SOURCE RECORDS:
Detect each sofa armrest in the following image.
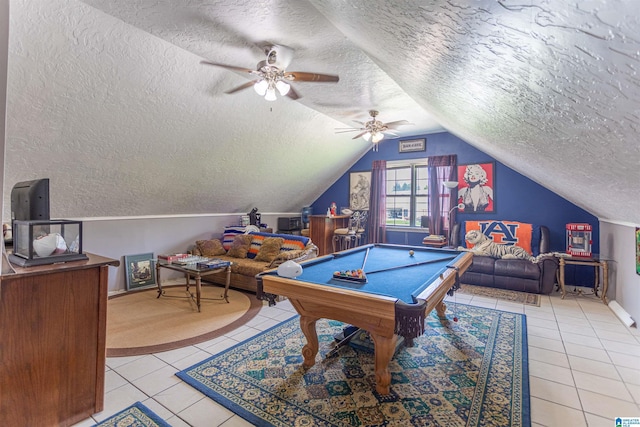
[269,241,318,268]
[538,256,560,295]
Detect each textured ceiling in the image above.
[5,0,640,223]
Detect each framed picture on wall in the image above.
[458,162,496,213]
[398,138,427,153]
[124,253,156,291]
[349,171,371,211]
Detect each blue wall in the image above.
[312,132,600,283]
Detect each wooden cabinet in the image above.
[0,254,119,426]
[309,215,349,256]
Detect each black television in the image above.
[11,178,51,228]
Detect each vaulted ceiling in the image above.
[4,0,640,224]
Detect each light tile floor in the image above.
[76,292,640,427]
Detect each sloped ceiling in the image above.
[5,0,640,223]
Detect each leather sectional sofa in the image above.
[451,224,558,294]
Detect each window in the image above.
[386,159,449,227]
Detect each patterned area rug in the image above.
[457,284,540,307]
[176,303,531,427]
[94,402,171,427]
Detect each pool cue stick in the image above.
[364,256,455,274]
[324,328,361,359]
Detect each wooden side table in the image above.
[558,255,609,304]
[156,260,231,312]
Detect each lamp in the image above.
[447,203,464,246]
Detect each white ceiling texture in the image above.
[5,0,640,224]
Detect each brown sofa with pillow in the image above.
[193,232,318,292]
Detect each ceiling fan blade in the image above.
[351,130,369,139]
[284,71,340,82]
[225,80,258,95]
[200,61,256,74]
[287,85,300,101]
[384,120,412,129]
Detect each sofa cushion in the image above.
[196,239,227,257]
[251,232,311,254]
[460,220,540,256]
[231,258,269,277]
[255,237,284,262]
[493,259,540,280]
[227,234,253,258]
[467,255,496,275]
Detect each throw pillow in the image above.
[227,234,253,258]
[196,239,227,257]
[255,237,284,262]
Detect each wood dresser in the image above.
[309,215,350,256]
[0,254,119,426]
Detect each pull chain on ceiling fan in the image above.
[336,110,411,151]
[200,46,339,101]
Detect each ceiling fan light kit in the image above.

STATED EXERCISE:
Count the lines in the listing above that contain the string "ceiling", matching case exactly, and give only the number.

TASK RESULT:
7